§ WHAT THIS TASK INVOLVES
Within the listing below, filter for "sign" and copy every matching line.

§ DATA FOR THIS EXERCISE

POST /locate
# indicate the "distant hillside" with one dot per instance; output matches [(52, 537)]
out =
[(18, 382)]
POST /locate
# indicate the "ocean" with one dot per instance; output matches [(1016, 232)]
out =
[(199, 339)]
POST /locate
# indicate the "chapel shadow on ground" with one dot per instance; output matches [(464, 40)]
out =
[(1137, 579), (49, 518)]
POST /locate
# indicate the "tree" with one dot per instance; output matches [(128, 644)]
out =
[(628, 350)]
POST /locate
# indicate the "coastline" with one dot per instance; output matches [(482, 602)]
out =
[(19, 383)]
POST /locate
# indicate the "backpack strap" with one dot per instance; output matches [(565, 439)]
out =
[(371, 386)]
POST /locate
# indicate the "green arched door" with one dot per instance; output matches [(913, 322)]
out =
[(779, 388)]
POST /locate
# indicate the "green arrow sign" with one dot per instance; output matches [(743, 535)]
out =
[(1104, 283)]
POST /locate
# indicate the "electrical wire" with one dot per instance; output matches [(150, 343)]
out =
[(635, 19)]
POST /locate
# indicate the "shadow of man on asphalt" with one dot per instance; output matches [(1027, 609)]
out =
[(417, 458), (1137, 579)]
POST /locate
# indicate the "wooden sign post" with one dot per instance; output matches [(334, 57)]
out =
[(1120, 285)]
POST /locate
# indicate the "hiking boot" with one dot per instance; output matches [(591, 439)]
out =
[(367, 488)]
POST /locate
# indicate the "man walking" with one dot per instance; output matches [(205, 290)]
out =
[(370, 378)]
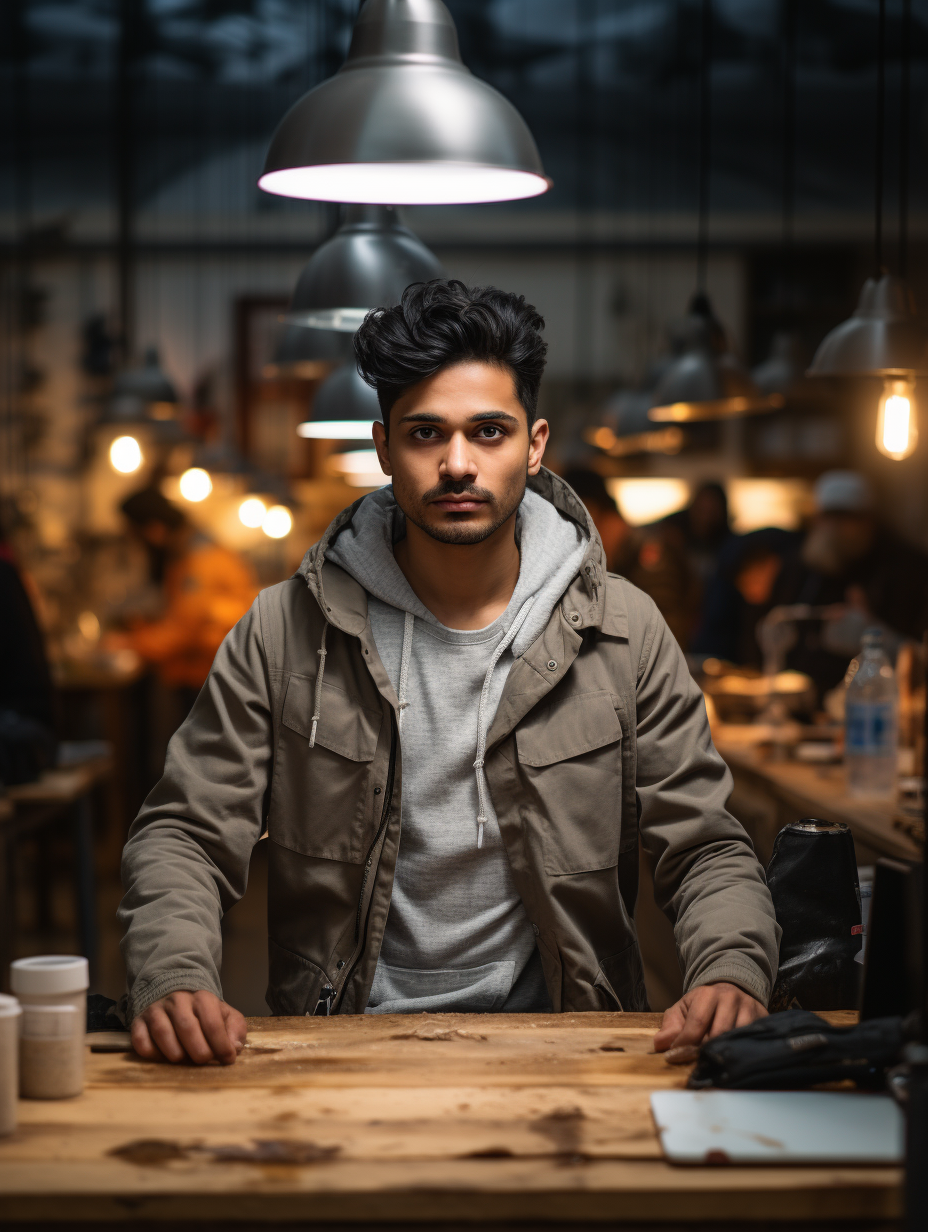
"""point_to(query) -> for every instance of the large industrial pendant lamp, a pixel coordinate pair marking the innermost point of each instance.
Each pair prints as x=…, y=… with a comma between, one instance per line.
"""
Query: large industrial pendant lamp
x=403, y=121
x=367, y=264
x=705, y=380
x=884, y=338
x=344, y=408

§ WORKED SOLUTION
# indicate the "green arrow sign" with one dot per instance; output matches [(743, 535)]
# indicate the "wooden sign post" with one dot per instance; output matches [(334, 57)]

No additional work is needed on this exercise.